Weird Animal Facts


The Southern cricket frog can jump to a height of 60 times its body length that's like a person jumping a 38 story building.



Ticklishness, a trait that was long thought to be unique to humans and our closest primate relatives, evolved in great apes as a means of social bonding: It engenders light-hearted interactions between parents and children, as well as helping youngsters hone their self-defense skills during tickle battles with siblings.
Over the past decade, animal behaviorists have gathered considerable evidence that suggests rats, of all creatures, are ticklish too. When stroked in certain body regions, the rodents emit high-pitched chirps. These chirps seem to signify joy, because the rats will run mazes and press levers if they learn they'll be rewarded with a good tickle afterward. Rats' chirping, the researchers say, is akin to human laughter.
Ticklishness probably evolved in rats for similar reasons that it evolved in apes. Rats are extremely playful animals, engaging in rough-and-tumble play as juveniles just as young apes do, chirping all the while. 



Not only do fish sleep, they even suffer from insomnia.
Take the zebrafish, for example a species commonly found in aquariums. When the little swimmers go to sleep for the night, they droop their tails and sink to the bottom of their tanks. Studies on their sleep patterns have shown that if they're kept awake at night, zebrafish seem groggy, unable to learn as quickly as they can during the day.
One study found that zebrafish with faulty hypocretin receptors the same issue that sometimes leads to sleep problems in humans slept, on average, 30 percent less than normal specimens.



Not only do they equip themselves with pincers, poisonous whips for tails, and full body armor, scorpions can even scare the heck out of any reasonable person by glowing in the dark.
When illuminated by ultraviolet rays from a black light, the armored arachnids glow an unnatural neon blue. UV light that hits these creepy crawlies gets converted by proteins in their exoskeletons into light of a blue hue, which is visible to the human eye. Arachnologists have spent untold hours trying to figure out what this fluorescence is good for. Recent research suggests it may be their way of gauging the amount of moonlight shining down on them. Scorpions are nocturnal, light-abhorring creatures. They prefer to lie low on brightly lit nights.
------------------------------------------------------------------------
Complete the following ▸
a) According to the animal facts piece, how much less did zebrafish with faulty hypocretin receptors sleep on average than normal specimens?
b) Resume the animal facts piece after its final sentence.
The material after this point has no connection to the animal facts piece.
------------------------------------------------------------------------
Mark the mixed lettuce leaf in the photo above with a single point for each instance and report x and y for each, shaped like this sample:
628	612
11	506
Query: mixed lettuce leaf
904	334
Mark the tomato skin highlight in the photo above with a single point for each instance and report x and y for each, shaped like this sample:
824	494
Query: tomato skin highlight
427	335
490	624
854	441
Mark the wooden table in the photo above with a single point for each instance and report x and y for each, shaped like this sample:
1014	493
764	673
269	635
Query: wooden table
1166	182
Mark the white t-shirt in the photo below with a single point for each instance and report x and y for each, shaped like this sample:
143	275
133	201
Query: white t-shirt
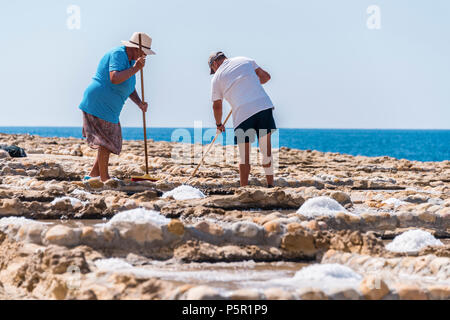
237	82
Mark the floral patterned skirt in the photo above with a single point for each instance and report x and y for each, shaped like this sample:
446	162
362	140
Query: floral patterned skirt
103	133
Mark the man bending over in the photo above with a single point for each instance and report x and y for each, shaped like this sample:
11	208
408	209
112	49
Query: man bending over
239	80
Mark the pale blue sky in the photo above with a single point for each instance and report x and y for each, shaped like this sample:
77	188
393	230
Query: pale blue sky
328	69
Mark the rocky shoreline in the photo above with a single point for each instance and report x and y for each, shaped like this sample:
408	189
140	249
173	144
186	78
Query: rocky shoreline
366	227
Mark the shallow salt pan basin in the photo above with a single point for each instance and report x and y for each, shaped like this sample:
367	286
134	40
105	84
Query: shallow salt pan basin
231	276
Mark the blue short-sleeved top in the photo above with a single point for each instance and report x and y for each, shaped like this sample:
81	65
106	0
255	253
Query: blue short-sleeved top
102	98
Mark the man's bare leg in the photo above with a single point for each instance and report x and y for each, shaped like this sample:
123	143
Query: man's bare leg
265	146
244	165
103	161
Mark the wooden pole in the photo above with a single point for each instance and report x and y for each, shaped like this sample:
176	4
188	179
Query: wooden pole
143	113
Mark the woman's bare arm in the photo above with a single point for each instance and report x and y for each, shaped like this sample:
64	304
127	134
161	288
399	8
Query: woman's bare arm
117	77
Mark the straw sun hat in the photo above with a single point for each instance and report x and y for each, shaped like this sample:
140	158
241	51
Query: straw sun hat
146	42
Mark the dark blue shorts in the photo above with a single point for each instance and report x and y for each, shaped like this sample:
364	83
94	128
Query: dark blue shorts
257	125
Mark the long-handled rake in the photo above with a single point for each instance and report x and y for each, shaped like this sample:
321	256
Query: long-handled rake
146	176
207	151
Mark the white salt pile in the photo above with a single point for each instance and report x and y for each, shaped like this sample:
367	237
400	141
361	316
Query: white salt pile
------------------------------------------------------------------------
Results of the tasks ▸
a) They slept 30 percent less on average.

b)
For penguins trying to survive a harsh Antarctic winter, huddling is a matter of life or death. Birds within a colony crowd together so tightly that individual movements are impossible. Collective movements are a must, however: The penguins on the periphery would die of cold if they weren't continuously being reshuffled toward the center of the crowd. To achieve continual reorganization, the million-member huddle does the wave. In the same way that sound waves propagate through a fluid only much more slowly each penguin takes a tiny, 2- to 4-inch-long step, and the traveling wave of small steps leads to large-scale reshuffling.
Penguins are much better at "going with the flow" than humans, who also tend to move in waves when packed together in large, dense crowds, but sometimes end up getting crushed. No one knows why waves are turbulent and dangerous in a human crowd, but perfectly civil in a penguin one. 



Koalas, doll-sized marsupials that climb trees with babies on their backs, have fingerprints that are almost identical to human ones. Not even careful analysis under a microscope can easily distinguish the loopy, whirling ridges on koalas' fingers from our own.
Close human relatives such as chimps and gorillas have fingerprints as well. The remarkable thing about koala prints is that they seem to have evolved independently from the others. On the tree of life, primates and modern koalas' marsupial ancestors branched apart 70 million years ago. Scientists think the koala's fingertip features developed much more recently in its evolutionary history, because its close relatives (such as wombats and kangaroos) lack them.
The fact that primates and koalas separately evolved fingerprints reveals the feature's anatomical purpose. The lifestyles of both koalas and primates require a lot of hand-grasping, both for eating and climbing. It seems that the multidirectional ridges on our fingers evolved to help us grasp.